- **Instruction**
Copy all of the data below with every "nothing around it" changed to "not its surroundings" and nothing else altered. Leave the pictures out of your copy.

- **Stored data**
_ _ _

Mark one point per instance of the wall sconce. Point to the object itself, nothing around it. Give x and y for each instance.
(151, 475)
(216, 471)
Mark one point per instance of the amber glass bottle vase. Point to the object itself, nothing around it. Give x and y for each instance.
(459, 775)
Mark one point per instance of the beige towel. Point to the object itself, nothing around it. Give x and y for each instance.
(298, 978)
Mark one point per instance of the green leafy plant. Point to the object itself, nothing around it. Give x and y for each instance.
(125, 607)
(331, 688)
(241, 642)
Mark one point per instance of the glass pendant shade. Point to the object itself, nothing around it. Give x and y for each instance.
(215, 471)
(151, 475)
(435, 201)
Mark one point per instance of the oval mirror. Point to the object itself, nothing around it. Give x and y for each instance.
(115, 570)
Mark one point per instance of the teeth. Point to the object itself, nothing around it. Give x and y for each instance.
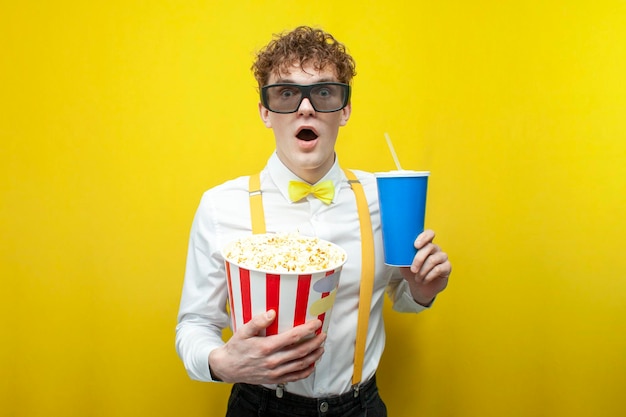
(306, 134)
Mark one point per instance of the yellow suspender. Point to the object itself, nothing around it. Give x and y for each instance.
(367, 274)
(256, 205)
(367, 258)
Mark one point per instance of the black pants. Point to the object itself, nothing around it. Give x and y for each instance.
(257, 401)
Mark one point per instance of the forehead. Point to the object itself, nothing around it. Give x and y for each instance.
(307, 74)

_ _ _

- **Output for this task**
Mark one point per instance of the wall sconce. Point to the object itself, not its surroundings. Give x and y for each instance.
(151, 475)
(216, 471)
Mark one point per instance of the amber glass bottle vase. Point to the object itself, not its surroundings. Give x and y for each instance.
(459, 775)
Mark one point per instance of the beige towel. Point to the object itself, not its surroundings. Give x and y for each instance.
(298, 978)
Mark one point per instance of the green leafy plant. Point to the object itself, not its surroundings. Give x and y for each instance.
(125, 607)
(331, 688)
(241, 642)
Mark one point per instance of the glass pendant shade. Point to the object itself, not its surroundings. Give x and y for each instance.
(215, 471)
(151, 475)
(435, 201)
Mark one point per instance of the oval mirror. Point to the object itself, not its surroundings. Give x and y for each instance.
(115, 570)
Mark one point per instance of the teeth. Point to the object itself, not its surroundings. Give x and y for each instance.
(306, 134)
Mark one point per instance of the yellow suspender. Point to the object itself, not its surroundings. Give x and y for each instance.
(367, 274)
(256, 205)
(367, 258)
Mark one point per instance of the black pants. Point to the object itself, not its surroundings. Give x and y for each instance.
(257, 401)
Mark one point per instance of the forehead. Point to the object itself, not its surroundings. Give x and y for each instance.
(307, 74)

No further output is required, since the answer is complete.